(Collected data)
▼

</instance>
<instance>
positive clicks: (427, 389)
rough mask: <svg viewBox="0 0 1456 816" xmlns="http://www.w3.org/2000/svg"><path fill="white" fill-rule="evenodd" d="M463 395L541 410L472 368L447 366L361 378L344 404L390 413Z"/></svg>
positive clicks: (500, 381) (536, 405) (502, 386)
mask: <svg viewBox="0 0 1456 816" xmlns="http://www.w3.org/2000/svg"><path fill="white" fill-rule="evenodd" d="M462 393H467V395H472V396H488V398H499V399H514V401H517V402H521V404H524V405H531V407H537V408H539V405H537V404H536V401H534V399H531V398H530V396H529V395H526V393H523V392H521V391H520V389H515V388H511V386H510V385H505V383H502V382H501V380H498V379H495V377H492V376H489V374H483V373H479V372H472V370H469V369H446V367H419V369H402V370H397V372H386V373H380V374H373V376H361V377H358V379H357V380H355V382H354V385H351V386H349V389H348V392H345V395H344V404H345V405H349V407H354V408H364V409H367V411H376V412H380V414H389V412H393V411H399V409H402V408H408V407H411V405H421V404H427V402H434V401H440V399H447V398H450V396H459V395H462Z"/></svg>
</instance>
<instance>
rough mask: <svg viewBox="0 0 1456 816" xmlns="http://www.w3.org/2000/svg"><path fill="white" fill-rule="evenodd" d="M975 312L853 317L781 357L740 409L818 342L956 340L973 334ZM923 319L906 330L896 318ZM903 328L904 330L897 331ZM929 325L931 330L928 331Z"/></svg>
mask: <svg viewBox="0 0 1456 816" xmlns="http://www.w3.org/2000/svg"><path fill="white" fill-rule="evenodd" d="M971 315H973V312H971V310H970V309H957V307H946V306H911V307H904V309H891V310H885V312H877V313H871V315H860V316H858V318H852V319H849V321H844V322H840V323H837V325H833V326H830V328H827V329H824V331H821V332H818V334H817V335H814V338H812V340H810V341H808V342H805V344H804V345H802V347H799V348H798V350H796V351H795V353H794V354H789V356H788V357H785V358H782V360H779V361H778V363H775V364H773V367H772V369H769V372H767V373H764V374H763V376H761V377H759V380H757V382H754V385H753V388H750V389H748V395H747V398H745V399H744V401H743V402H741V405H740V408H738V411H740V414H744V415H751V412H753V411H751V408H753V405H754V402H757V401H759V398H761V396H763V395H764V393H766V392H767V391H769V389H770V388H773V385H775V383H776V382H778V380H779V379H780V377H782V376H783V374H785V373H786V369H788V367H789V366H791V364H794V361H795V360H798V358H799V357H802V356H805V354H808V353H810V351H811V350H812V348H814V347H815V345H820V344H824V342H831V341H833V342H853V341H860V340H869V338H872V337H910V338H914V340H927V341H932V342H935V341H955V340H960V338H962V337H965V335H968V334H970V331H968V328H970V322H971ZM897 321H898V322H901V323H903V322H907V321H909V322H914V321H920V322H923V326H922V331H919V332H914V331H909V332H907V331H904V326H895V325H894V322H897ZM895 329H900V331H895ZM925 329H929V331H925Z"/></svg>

▲

TASK DIRECTIONS - All that is wanted is an exact copy of the lines above from the one with "positive clicks: (427, 389)" through the one with "395L541 410L472 368L447", with both ends included.

TASK RESULT -
positive clicks: (427, 389)
rough mask: <svg viewBox="0 0 1456 816" xmlns="http://www.w3.org/2000/svg"><path fill="white" fill-rule="evenodd" d="M463 395L541 410L472 368L447 366L361 378L344 404L390 413Z"/></svg>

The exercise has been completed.